WRITTEN TASK 1:
In the records, from their first line through the line containing "[0, 100, 172, 103]" (both lines included), rewrite every occurrence of "subject" as "target" and leave all else unchanged.
WRITTEN TASK 2:
Extend the review of the Rossini essay collection beyond its last sentence.
### SELECTION
Richard Osborne’s article ‘Rossini’s Life’ opens the collection of articles and charts the composer’s life path through, from his formative years in Pesaro to his training in Bologna. We learn that he was an outspoken Republican, and was briefly imprisoned by the Austrians in 1799. His operatic successes came in Venice and Milan, Naples and Rome before turning to Paris where he wrote his final opera William Tell in 1829. By then he had composed thirty-nine operas over nineteen years. Osborne goes on to cover Rossini’s long ‘retirement’, living for periods in Bologna, Florence and Paris, often in ill-health, yet turning, occasionally, to composition eg. Stabat mater, the piano pieces and songs that he dubbed, ‘Sins of Old Age’, and the Petite messe solenelle. Rossini, retiring and jealousy of his privacy, is not the easiest subject for a biographer, he hid behind wit and frivolity so that much of his life remains hidden. Osborne sketches well, the man, his romances, his attitudes and ailments but one or two more less serious anecdotes might not have gone amiss. We know for instance that he disliked writing overtures but had to bow to theatre directors’ and producers’ orders. [He was locked in a room with only a bowl of macaroni to compose the overture to Otello, and he was locked in a dusty attic in the roof of La Scala until he had written the Overture to The Thieving Magpie.]

Benjamin Walton concentrates on Rossini’s career in France and we note that the Parisians took him so much to heart that the composer was laid to rest in Père-Lachaise, Paris’s grandest cemetery, but later his remains were disinterred and removed to Italy, to Santa Croce in Florence, a temple to the glories of the young Italian nation, modelled on London’s Westminster Abbey.

Charles Brauner concentrates on the Rossini revival listing the ever-increasing performances from 1949 to 1990 (By 1989, for instance, Semiramide had had 48 performances and La gazza ladra 21. Brauner comments: "The post-war Rossini Renaissance was slow; at first led, it would seem, not by singers or audiences but by a few dedicated conductors, Vittorio Gui for opera buffa and then Tullio Serafin and Gabriele Santini …" Brauner also details the growing appreciation and re-assessment by critics and commentators and the contribution of talented singers: Renata Tebaldi, Teresa Stich-Randall, Eileen Farrell, Janet Baker, Joan Sutherland and most importantly, according to Brauner, Marilyn Horne.

Part II of this compendium is devoted to ‘Words and Music’. First there is Paolo Fabbri’s detailed examination of the work of Rossini’s army of librettists (often working stably in a specific city), their specialisations, strengths, weaknesses and how Rossini worked with and related to them, and how the libretti were moulded to the capabilities of the singers and the exigencies of the opera plots (by type: Farse, Opera buffe, Opera serie and Opera semiserie, plus, in a special section, French operas). Philip Gossett contributes an article on Rossini’s composition methods, quoting an anecdote – "... implicitly emphasising his sloth, Rossini was said to have composed in bed." – hardly likely considering the composer’s vast and speedy operatic output! The article covers Rossini’s preliminary sketches, skeleton scores and self-borrowings and use of collaborators. Also in this section is Marco Beghelli’s assessment of ‘The dramaturgy of the operas’, Damien Colas on Rossini’s ‘Melody and ornamentation’ and Richard Osborne’s coverage of the ‘Off the stage works’ from Rossini’s student works and cantatas, through the Messa di Gloria (1820), and Stabat mater, to the songs including the twelve comprising Soirées musicales (1835) and Péchés de vieillesse (Sins of Old Age) and, finally, Petite messe solenelle.
######
### ITEMS
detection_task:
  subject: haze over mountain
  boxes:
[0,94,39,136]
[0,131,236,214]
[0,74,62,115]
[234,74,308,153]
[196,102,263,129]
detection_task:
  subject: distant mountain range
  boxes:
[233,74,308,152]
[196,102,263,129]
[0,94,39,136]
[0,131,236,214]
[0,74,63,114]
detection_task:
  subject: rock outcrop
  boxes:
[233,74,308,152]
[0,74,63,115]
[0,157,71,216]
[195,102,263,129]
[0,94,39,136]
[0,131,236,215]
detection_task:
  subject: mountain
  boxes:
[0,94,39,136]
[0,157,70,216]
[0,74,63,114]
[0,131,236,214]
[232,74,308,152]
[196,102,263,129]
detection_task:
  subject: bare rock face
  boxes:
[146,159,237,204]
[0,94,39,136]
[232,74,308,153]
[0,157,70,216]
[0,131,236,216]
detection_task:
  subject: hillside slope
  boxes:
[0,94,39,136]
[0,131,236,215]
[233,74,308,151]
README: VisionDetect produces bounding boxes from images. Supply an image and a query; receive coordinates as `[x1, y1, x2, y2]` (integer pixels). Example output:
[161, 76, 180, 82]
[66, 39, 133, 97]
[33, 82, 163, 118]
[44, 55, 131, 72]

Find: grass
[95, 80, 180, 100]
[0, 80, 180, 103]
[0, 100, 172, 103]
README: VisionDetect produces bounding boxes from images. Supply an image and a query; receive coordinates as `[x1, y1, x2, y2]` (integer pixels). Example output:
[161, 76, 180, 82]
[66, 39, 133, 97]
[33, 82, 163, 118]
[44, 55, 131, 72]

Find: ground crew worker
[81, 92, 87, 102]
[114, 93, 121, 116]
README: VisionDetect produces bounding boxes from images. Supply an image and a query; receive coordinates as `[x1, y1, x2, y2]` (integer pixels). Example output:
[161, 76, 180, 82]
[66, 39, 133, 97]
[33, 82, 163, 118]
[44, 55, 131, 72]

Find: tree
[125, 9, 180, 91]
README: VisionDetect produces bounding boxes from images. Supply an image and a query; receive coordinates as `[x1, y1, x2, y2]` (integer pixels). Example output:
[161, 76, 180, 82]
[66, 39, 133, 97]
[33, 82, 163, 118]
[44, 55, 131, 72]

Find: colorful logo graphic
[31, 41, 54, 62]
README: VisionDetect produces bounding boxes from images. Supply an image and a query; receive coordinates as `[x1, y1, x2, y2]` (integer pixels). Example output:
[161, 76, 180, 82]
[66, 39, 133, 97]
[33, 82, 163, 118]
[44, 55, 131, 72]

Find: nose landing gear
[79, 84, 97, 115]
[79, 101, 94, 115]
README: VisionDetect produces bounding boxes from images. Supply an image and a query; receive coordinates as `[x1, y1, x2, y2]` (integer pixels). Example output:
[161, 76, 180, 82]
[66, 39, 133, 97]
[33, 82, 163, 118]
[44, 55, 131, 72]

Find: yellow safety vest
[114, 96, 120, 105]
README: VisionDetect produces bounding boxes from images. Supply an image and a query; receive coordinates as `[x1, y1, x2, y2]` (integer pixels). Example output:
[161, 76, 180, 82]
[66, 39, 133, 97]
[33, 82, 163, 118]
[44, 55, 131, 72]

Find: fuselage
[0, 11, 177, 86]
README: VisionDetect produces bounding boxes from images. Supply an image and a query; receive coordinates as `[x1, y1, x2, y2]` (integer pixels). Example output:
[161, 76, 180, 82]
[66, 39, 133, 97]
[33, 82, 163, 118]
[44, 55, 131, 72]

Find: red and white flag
######
OUTPUT 1:
detection_task:
  target: haze over mountain
  boxes:
[0,94,39,136]
[0,131,236,214]
[0,74,62,115]
[234,74,308,153]
[196,102,263,129]
detection_task:
  target: distant mountain range
  boxes:
[233,74,308,152]
[196,102,263,129]
[0,94,39,136]
[0,131,236,214]
[0,74,63,114]
detection_task:
  target: rock outcrop
  boxes:
[233,74,308,152]
[0,74,63,115]
[0,157,71,216]
[195,102,263,129]
[0,94,39,136]
[0,131,236,215]
detection_task:
  target: mountain
  boxes:
[0,94,39,136]
[0,157,70,216]
[0,74,63,114]
[0,131,236,214]
[232,74,308,152]
[196,102,263,129]
detection_task:
  target: bare rock face
  boxes:
[146,159,237,204]
[0,94,39,136]
[232,74,308,153]
[0,157,70,216]
[0,131,236,216]
detection_task:
  target: hillside slope
  boxes:
[0,94,39,136]
[0,131,236,215]
[233,74,308,151]
README: VisionDetect produces bounding boxes from images. Supply an image and a query; receive coordinates as `[x1, y1, x2, y2]` (integer pixels). Example output:
[161, 76, 180, 82]
[66, 39, 133, 97]
[33, 82, 163, 118]
[44, 55, 131, 72]

Find: grass
[95, 80, 180, 100]
[0, 80, 180, 103]
[0, 100, 172, 103]

OUTPUT 2:
A section headed Representative operas comprises in depth analyses of stories, (and, as relevant, their political implications) and their derivations, libretti vocal types and styles utilised, and musical dramaturgy etc. of: Tancredi and Semiramide by Heather Hadlock, Il Barbiere di Siviglia by Janet Johnson, and Guillaume Tell by Cormac Newark

A final section has Leonella Grasso Caprioli writing on ‘Singing Rossini’ that gives an insight into the composer’s relationships with, and his expectations of his singers and his predilection for ‘cantare che nell’anima si sente’ (singing that you can feel in your soul). The article includes an annotated list of contemporary Rossinian singer-teachers. Mercedes Viale Ferrero contributes ‘Staging Rossini’ that covers staging conventions and practices in Italy in Rossini’s day: set designs and costumes (great efforts were made to ensure accuracy extending even to sending to England for accurate costume patterns for Elisabetta regina d’Inghilterra, illustrated) The article also includes nine other illustrations of opera sets and costumes including those for Tancredi, Semiramide and sumptuously detailed sets for William Tell and Le Siège de Corinthe. Pen portraits of Rossini’s leading set designers are also included.

Patricia B. Brauner concludes with an article on the challenges of ‘Editing Rossini’. A list of works and a bibliography round off the book.

An intensive, yet readable study revealing many facets of Rossini’s art.